• [ABOUT THIS TASK]: When the line with "line in the photo above." is found, repeat it and all lines that follow it exactly, stopping at the end of the listing.

• [SUPPLIED ENTRIES]:
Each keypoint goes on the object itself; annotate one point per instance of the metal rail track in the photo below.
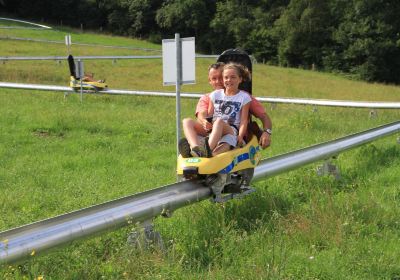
(315, 102)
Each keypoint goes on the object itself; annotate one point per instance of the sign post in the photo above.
(178, 69)
(80, 74)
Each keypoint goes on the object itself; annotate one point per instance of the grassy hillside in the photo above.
(58, 155)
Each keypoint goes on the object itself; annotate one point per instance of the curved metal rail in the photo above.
(88, 57)
(335, 103)
(19, 243)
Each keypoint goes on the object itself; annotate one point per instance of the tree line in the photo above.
(357, 37)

• [TASK RESPONSE]:
Each keypoint goes on the object itself; annotate one point per instance of the tree line in the photo above.
(357, 37)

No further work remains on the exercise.